Problem description: Collect every line in the rows below that contains the string "tail" and copy each one out. Matching is case-sensitive.
---------- Supplied information
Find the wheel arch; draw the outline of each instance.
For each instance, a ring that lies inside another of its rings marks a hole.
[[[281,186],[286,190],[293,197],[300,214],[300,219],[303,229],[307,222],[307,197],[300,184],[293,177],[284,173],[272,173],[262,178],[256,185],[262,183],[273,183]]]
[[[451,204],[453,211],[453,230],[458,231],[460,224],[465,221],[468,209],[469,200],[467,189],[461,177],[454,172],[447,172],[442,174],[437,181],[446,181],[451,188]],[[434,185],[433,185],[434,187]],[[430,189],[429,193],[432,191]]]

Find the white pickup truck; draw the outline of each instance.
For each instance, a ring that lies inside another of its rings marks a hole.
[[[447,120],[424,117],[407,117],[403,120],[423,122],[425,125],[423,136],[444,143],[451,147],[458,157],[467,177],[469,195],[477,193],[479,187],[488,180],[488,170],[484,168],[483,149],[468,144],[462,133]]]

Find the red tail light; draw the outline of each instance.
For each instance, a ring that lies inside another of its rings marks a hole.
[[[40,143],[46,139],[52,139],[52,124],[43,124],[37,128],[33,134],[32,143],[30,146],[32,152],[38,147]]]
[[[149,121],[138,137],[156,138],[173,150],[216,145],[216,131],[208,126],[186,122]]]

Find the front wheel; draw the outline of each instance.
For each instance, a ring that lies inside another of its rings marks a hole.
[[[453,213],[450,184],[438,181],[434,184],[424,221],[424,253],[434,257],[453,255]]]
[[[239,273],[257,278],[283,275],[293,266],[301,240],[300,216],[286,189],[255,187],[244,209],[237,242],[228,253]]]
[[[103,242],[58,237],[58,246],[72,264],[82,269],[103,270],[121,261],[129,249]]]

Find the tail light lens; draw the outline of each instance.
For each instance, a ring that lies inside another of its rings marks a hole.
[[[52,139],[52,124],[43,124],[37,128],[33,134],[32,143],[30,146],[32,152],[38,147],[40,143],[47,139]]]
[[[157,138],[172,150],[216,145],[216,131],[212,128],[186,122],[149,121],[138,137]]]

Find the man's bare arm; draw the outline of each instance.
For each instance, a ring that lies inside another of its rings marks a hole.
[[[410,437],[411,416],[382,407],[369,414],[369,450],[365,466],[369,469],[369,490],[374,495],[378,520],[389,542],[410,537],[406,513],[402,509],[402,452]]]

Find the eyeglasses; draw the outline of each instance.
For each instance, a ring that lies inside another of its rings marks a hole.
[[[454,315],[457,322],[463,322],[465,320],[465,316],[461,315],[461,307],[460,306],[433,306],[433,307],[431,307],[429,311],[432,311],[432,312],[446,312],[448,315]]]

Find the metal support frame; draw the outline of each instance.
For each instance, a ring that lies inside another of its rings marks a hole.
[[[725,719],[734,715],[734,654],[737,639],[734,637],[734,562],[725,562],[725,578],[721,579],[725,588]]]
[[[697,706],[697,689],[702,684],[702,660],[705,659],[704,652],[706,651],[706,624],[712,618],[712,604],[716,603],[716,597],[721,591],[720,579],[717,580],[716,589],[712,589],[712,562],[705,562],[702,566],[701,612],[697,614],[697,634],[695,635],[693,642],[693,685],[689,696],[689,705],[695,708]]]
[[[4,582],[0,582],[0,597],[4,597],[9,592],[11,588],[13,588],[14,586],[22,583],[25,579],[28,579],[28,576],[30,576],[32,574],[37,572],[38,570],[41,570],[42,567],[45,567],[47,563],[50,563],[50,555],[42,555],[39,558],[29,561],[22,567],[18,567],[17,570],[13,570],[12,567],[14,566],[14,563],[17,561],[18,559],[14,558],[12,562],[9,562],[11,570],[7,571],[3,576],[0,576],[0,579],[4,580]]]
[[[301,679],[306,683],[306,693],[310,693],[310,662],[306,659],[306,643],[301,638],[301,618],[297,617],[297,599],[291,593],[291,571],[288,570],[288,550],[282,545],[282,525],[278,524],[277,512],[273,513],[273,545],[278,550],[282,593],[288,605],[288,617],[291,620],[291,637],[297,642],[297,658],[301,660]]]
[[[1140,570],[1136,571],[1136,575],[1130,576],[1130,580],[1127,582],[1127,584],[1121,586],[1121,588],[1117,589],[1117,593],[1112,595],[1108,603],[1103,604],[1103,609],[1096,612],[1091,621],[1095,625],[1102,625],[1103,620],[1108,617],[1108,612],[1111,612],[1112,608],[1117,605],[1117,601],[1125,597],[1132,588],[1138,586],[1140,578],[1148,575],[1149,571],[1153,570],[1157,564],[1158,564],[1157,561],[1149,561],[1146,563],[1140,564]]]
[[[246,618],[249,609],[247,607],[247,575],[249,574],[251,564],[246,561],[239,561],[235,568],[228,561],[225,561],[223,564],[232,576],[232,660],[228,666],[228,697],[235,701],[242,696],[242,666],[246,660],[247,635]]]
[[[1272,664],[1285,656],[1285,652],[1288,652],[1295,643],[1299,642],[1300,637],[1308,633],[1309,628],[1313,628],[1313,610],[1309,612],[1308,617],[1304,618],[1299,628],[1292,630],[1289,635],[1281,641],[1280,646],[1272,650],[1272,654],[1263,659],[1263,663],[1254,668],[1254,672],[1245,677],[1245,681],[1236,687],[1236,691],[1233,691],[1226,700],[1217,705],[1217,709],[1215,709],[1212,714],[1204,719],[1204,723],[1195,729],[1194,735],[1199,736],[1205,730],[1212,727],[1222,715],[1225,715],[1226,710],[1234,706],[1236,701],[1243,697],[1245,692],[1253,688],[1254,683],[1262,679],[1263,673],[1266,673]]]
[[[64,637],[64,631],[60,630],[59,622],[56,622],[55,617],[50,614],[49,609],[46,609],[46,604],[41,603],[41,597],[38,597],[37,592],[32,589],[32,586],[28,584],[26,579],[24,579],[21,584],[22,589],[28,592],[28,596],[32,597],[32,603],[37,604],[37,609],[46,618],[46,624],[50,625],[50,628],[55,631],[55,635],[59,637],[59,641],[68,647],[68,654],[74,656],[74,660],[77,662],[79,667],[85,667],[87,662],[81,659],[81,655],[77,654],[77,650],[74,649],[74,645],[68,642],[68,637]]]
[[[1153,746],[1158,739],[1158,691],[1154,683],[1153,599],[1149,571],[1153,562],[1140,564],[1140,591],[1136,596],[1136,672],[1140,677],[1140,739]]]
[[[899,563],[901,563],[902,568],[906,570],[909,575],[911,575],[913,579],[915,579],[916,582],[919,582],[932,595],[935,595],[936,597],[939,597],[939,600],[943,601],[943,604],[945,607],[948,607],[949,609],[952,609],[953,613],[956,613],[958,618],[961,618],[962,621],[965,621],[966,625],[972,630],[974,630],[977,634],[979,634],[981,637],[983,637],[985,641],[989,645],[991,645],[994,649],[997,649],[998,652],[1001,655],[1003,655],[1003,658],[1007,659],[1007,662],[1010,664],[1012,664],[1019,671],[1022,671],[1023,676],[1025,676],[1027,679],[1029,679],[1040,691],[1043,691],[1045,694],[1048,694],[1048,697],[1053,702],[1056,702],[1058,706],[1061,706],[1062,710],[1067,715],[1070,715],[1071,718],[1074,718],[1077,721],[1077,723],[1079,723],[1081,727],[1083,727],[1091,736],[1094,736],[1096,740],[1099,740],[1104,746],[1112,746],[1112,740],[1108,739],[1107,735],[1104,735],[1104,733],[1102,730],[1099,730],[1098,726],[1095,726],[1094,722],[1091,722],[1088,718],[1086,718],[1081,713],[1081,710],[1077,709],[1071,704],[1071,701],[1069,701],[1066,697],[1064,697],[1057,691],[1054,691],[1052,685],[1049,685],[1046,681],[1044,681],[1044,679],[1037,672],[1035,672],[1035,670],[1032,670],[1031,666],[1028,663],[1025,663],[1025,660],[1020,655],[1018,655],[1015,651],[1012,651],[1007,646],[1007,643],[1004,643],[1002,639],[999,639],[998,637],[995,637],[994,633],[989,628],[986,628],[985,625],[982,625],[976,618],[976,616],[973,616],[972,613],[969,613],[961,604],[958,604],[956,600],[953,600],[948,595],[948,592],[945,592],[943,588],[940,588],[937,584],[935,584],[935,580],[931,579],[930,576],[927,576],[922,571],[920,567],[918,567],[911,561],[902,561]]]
--------------------
Expected answer:
Find the red tail light; draw the outline of each instance.
Find the tail light lens; draw the outline of each instance.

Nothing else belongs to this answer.